## What to produce
Please find each line in the material below that contains the string "metal" and copy those lines out. Matches must have the same case.

## Raw records
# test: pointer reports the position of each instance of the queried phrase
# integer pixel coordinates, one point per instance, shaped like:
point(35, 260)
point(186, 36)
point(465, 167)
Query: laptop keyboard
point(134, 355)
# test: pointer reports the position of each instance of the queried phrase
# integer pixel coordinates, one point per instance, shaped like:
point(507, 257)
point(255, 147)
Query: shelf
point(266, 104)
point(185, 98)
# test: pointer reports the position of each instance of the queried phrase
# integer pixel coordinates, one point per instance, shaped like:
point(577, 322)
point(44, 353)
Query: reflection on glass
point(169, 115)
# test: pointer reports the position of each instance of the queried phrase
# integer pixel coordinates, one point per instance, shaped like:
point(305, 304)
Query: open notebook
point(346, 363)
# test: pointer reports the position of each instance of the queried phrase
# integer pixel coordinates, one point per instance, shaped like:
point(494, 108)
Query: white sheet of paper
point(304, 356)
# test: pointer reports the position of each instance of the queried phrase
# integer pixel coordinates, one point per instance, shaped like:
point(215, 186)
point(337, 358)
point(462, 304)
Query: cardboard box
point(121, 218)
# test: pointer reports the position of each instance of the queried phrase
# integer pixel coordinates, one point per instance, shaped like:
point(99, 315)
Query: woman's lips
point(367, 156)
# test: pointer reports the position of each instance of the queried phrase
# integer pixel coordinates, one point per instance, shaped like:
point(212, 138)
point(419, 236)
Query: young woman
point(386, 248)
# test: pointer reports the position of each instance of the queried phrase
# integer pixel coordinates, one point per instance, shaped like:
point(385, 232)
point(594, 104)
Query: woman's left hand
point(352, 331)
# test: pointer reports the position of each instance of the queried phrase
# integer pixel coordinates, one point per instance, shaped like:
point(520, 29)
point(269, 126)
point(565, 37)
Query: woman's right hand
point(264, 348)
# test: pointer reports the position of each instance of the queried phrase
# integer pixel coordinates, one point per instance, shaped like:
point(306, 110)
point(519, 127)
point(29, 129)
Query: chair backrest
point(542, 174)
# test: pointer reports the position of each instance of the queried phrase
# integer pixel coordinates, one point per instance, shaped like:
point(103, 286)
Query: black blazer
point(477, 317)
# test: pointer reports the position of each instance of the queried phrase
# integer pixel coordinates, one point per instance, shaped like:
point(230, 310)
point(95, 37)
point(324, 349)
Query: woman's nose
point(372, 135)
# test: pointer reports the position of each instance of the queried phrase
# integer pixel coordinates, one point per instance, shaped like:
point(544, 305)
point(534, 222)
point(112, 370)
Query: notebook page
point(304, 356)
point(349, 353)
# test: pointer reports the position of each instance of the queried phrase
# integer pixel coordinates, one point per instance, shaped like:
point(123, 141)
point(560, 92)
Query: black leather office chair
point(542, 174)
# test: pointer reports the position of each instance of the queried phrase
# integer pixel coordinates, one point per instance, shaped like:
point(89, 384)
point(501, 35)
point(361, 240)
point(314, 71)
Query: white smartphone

--

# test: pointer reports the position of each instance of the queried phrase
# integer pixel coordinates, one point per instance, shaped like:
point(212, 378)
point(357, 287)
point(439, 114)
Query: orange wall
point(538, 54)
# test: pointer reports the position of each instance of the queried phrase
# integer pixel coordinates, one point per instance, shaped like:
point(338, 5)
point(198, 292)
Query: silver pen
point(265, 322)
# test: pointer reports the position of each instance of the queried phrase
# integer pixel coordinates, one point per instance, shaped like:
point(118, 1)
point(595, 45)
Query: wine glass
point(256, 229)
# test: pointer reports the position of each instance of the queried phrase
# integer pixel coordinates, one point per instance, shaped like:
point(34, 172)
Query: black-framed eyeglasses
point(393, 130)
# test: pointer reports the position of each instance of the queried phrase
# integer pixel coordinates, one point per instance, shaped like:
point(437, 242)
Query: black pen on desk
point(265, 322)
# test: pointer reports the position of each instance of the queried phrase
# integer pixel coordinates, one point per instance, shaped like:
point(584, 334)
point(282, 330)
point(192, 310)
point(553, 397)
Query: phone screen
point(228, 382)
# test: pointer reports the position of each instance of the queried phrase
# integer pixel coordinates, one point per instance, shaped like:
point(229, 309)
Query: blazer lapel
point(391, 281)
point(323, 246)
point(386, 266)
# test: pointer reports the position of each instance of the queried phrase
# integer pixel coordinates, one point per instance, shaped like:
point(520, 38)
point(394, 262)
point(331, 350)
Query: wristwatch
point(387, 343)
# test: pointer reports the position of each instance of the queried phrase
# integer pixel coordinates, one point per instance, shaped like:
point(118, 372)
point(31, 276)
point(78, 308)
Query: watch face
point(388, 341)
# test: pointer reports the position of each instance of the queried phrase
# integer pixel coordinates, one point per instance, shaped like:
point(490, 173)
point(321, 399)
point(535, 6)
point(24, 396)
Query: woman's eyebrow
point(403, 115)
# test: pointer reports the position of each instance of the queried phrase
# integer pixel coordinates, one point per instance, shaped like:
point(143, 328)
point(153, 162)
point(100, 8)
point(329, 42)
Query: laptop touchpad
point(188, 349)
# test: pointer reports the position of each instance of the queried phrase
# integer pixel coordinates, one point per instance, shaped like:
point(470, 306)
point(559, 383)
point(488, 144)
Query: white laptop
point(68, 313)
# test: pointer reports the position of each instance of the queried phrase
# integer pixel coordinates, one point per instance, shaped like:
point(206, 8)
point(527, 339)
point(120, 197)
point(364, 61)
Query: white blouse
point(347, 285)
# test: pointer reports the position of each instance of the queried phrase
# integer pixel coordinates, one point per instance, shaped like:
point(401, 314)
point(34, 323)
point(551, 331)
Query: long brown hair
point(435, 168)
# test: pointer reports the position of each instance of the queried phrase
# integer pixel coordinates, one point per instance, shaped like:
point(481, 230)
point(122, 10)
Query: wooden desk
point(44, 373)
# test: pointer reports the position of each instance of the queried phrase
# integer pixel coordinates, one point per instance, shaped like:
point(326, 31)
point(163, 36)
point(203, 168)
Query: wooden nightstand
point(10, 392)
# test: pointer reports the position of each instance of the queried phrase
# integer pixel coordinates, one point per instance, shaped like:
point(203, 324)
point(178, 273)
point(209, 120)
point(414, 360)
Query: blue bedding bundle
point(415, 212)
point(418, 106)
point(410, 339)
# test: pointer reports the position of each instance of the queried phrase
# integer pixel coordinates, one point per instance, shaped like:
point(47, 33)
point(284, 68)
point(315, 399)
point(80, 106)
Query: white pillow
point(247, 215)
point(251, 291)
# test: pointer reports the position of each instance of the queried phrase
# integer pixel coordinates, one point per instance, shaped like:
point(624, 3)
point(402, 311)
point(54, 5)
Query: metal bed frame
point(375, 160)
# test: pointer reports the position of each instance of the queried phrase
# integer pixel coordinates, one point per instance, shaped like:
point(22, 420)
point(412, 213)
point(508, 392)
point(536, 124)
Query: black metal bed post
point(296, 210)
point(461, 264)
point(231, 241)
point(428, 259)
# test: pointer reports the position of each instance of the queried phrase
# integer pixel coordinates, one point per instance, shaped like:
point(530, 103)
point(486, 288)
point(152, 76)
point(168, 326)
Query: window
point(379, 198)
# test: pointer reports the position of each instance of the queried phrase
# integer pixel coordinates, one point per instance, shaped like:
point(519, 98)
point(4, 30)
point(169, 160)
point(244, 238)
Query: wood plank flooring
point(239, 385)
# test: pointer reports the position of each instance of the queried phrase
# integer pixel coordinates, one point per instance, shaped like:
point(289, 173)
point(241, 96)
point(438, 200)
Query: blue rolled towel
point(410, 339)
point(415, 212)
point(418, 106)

## Response to the exercise
Query: metal bed frame
Query: black metal bed post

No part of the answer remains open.